22 de abril de 2012

Coleção de inusitados

Geraldo Bernardo

Subo a escada rolante, elegantemente travestido de professor de História – “estiloso!” Diria uma querida aluna. Perdido nas paisagens europeias do Midway. De repente, ele acontece, o inusitado. Aquilo que só você vê ou... não tem com quem comentar.

Duas senhoras. Uma entra pelo acesso da Salgado Filho, a outra pela Bernardino Vieira, detalhe: vestem blusas iguais. Iam se encotrar bem embaixo da escada rolante. Eu disse iam, pois, quando se percebem, se miram, olham ao derredor, olham para si mesmas e, quase simultaneamente, deram uma “rabissacada e saíram que o rabo era um veio”.

Lá em cima desço um, dois, três degraus, para melhor ver a cena. Rio só. Sem escancarar-me como mereceu o momento.

Não sei como, o inusitado me persegue. Outro dia, no trabalho, ia entrando numa repartição de caneta e bloco em punho, naquele instante exato, a recepcionista abriu sua bolsa de canetas e espalhou sob o balcão. Tinha tanta caneta! Umas trinta: pretas, verdes, vermelhas, muitas azuis, tanta caneta! Imediatamente, sem pensar, involuntariamente. Retrai-me o braço num impulso e escondi atrás de mim minha caneta.

A moça olhou-me espantada, depois caiu na risada. Espantado estava e gargalhei ruidosamente, gargalhamos juntos até chorar. Pedi desculpas e rimos até cansar. Resolvi o que tinha de resolver e saí meio encabulado, “morrendo de se abrir”, como dia Miguel Brito.


Tenho bom convívio com o surreal. Meu amigo Tonho, quase oitenta anos, “cabeça bem branquinha”, me chama de Camonge, quando é tempo de “lua” ele ajoelha-se no chão nu do meio dia, nas ruas do Sorrilandia, e, reza. Seu jeito é civilizado, às vezes mija no meio da rua, mas ninguém se importa mesmo. Disse-me que possui dois discos voadores, que veio lá do céu porque ficou com vergonha de ver Nossa Senhora nua, depois fala:

- Camonge tá mago!

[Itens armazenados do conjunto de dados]
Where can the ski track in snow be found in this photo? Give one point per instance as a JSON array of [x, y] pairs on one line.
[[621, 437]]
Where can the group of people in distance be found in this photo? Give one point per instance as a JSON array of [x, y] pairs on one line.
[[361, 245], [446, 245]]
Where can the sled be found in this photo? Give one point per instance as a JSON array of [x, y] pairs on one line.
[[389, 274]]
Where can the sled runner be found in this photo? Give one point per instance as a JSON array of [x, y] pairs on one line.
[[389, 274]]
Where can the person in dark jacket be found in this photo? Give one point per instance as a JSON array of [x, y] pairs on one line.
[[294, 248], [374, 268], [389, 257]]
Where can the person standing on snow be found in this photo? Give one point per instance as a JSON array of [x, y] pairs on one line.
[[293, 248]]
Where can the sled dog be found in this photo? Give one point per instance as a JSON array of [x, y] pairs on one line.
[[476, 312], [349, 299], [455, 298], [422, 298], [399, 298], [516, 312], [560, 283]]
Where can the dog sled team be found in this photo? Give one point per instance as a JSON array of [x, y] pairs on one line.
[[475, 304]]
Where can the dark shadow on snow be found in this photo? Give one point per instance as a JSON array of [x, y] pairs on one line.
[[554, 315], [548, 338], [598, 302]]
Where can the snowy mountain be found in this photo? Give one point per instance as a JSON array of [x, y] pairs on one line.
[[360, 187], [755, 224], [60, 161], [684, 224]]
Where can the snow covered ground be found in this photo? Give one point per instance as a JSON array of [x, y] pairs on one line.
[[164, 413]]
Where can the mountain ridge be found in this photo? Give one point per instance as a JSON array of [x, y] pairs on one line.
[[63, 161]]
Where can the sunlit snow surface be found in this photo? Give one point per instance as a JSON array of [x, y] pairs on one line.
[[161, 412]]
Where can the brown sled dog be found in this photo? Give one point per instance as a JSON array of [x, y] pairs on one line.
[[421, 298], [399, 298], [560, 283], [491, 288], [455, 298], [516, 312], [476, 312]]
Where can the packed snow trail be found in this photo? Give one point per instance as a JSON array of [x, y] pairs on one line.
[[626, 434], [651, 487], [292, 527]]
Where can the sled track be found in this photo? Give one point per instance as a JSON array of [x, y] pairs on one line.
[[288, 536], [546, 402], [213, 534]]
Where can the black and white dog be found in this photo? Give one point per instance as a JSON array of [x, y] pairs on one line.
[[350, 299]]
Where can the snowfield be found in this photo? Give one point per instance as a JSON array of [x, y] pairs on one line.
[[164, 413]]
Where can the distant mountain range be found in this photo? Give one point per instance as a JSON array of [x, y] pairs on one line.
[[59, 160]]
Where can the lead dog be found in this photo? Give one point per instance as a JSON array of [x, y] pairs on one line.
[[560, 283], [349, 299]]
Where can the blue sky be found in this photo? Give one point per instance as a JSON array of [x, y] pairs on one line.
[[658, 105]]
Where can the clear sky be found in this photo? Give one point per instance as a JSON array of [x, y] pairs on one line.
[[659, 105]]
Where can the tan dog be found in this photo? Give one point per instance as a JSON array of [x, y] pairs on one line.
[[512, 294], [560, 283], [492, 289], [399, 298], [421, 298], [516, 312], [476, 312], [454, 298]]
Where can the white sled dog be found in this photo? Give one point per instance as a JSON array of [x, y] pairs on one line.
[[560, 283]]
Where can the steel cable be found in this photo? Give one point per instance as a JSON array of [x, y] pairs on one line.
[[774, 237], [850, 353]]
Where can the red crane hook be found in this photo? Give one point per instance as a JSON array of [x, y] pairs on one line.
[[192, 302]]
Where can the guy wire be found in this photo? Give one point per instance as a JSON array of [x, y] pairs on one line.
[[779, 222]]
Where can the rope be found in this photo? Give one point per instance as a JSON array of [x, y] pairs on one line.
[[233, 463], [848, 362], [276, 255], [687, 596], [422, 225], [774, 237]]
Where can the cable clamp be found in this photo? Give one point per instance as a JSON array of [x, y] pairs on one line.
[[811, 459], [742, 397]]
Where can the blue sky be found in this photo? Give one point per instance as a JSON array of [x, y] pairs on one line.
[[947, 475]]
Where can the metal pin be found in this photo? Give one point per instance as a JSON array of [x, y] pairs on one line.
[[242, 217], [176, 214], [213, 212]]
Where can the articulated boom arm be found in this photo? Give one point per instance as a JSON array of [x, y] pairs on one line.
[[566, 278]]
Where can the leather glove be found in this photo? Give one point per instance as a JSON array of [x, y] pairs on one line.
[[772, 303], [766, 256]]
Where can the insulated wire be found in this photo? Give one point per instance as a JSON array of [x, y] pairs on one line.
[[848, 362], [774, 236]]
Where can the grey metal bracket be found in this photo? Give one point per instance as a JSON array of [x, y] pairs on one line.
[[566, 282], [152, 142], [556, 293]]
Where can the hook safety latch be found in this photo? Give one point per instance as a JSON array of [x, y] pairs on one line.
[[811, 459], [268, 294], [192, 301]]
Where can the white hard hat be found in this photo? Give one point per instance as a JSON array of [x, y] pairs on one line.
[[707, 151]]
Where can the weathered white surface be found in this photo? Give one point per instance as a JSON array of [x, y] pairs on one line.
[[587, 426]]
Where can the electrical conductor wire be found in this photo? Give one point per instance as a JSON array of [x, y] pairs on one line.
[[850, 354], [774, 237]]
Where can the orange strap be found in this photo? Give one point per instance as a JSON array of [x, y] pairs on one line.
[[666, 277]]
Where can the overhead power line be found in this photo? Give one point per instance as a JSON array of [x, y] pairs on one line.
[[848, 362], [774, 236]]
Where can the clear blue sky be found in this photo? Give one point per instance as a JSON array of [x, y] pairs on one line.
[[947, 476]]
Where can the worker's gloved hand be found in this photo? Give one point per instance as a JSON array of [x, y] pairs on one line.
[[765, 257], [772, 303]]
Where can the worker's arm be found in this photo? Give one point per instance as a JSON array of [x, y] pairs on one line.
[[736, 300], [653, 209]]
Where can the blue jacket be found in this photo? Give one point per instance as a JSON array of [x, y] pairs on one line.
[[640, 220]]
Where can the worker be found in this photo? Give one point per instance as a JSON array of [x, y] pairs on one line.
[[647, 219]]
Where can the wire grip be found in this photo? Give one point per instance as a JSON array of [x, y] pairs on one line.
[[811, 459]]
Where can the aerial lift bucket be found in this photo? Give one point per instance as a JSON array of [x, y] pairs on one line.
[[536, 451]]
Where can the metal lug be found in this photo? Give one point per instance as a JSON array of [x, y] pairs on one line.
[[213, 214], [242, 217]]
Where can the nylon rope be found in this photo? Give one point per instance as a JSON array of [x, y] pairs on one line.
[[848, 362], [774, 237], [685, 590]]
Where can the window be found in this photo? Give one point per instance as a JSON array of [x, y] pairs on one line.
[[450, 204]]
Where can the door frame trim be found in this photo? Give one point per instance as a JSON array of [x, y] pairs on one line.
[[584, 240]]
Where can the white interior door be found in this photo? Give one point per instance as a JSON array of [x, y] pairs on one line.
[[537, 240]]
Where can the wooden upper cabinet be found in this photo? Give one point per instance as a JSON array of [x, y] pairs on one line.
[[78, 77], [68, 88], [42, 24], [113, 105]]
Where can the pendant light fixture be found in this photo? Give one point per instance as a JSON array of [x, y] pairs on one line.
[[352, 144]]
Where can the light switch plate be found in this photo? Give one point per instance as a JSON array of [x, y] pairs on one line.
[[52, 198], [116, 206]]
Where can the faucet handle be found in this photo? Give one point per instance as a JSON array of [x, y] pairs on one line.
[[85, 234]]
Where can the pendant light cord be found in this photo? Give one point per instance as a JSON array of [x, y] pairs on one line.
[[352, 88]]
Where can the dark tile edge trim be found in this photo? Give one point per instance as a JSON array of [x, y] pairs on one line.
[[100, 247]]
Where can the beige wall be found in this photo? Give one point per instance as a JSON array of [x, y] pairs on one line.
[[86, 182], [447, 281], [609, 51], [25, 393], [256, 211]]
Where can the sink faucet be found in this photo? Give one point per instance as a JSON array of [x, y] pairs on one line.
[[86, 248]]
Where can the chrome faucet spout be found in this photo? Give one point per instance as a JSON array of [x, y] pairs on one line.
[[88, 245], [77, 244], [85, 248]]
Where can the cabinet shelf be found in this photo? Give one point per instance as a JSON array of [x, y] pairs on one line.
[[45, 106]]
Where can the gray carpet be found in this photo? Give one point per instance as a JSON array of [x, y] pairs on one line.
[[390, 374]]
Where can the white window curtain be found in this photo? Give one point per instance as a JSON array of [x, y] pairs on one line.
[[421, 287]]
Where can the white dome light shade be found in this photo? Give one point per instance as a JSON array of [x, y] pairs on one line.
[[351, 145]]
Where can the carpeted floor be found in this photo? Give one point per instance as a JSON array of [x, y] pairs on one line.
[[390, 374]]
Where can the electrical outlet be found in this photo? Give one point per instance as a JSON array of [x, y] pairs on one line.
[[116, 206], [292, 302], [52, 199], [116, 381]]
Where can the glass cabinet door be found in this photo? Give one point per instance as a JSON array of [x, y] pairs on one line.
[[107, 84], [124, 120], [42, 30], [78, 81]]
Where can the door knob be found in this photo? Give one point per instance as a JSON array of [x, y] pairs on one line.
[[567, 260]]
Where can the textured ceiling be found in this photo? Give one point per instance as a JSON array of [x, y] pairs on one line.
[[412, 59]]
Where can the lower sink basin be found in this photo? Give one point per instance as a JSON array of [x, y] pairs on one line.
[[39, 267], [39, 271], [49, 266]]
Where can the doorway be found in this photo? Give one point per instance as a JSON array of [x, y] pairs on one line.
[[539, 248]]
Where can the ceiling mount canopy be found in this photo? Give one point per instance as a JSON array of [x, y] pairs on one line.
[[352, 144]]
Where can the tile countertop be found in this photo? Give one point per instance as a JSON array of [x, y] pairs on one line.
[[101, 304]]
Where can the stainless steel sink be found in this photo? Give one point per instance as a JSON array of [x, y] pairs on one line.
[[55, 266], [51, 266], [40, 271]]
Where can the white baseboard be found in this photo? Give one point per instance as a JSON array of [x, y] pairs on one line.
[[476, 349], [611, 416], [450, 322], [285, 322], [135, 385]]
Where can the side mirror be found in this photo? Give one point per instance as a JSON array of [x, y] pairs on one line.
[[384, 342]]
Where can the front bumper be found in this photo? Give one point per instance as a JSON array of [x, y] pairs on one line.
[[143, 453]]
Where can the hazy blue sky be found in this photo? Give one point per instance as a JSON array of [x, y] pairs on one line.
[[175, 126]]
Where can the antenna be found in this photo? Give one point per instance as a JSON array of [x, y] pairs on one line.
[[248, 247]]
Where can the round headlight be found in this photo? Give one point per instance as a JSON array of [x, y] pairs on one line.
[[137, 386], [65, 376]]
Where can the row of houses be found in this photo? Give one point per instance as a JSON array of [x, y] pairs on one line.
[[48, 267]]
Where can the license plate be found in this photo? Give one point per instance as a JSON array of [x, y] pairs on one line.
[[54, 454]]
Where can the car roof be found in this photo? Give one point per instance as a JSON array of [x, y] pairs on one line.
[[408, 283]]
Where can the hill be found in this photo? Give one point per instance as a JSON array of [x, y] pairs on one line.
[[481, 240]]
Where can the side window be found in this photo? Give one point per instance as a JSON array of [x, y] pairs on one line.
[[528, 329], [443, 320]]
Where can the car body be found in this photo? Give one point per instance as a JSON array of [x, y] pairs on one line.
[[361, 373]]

Tarefa:
Transcreva do trecho, sem nenhuma alteração, a passagem que vai de "A moça olhou-me" a "Camonge tá mago!".

Resposta redigida:
A moça olhou-me espantada, depois caiu na risada. Espantado estava e gargalhei ruidosamente, gargalhamos juntos até chorar. Pedi desculpas e rimos até cansar. Resolvi o que tinha de resolver e saí meio encabulado, “morrendo de se abrir”, como dia Miguel Brito.


Tenho bom convívio com o surreal. Meu amigo Tonho, quase oitenta anos, “cabeça bem branquinha”, me chama de Camonge, quando é tempo de “lua” ele ajoelha-se no chão nu do meio dia, nas ruas do Sorrilandia, e, reza. Seu jeito é civilizado, às vezes mija no meio da rua, mas ninguém se importa mesmo. Disse-me que possui dois discos voadores, que veio lá do céu porque ficou com vergonha de ver Nossa Senhora nua, depois fala:

- Camonge tá mago!